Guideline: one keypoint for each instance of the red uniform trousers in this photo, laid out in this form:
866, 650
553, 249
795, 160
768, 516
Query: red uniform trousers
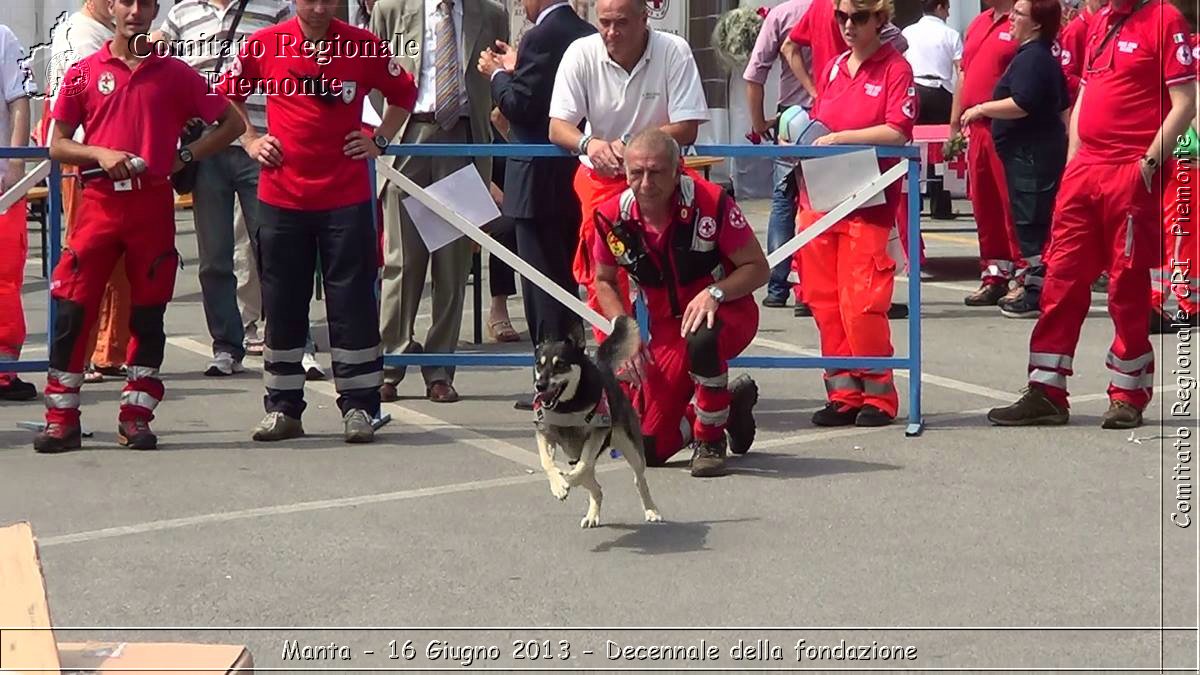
594, 190
1176, 282
1104, 219
679, 399
141, 225
988, 190
849, 278
13, 249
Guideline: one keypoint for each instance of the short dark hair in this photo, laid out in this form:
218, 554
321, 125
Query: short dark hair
1047, 13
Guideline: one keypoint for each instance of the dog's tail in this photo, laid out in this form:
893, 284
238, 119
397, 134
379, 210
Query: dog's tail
621, 345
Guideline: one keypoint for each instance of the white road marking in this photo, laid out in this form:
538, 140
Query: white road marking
925, 377
408, 416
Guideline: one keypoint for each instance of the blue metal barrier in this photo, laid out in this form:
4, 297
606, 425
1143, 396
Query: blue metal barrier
54, 243
912, 362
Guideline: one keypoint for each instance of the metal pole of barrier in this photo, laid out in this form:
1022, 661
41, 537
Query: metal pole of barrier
916, 422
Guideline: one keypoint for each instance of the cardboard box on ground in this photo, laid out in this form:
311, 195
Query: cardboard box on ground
28, 645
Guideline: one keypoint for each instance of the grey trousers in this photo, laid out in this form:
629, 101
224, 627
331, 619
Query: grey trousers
219, 179
407, 262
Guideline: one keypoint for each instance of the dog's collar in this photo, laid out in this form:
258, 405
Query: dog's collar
---
WORK TO COMPLETE
Reproduce the entire listing above with each occurrence of "keypoint" switched to "marker" and everything else left unchanged. Omit the pictures.

SOLUTION FOR THIS EXERCISE
Guideline: one marker for each instance of the red uniform trousers in this photo, laid out in this form:
866, 650
553, 249
795, 160
768, 516
Query: red uniform trousers
594, 190
1176, 282
1104, 219
679, 399
141, 225
988, 190
849, 278
13, 249
Guideline: one marker for each instance of the short dark hair in this photo, laid out in this form:
218, 554
321, 125
Query: short dark hair
1047, 13
Guideline: one marker for each instance of the dog's tail in this photo, laid out in this form:
893, 284
238, 119
397, 134
379, 210
Query: dog's tail
621, 345
Guideline: one marker for each instance of the white road marking in this photo, laid out in this form:
538, 140
Query: white road marking
925, 377
408, 416
Guideline: one marker for each instance of the blue metal barrier in this photo, laid out in this form:
4, 297
606, 425
1143, 396
Query: blue metal barrier
54, 243
912, 362
Guideline: one marker for each instance of the metal pole of barrier in this photo, laid out in this form:
1022, 661
41, 537
Query: metal pole of barrier
916, 422
Guideline: one marker for each instance of the cardboard box on ground in this photo, laid out in this form:
311, 195
Query: cardboard box on ground
28, 645
Guideline: one marker for each instance of the grey trousers in this photo, laid out in this form:
629, 101
224, 627
331, 619
Query: grey trousers
219, 179
407, 262
Guideline: one marker for each instance of the dog's collar in this photo, laid out in this form:
258, 405
Query: dog's collar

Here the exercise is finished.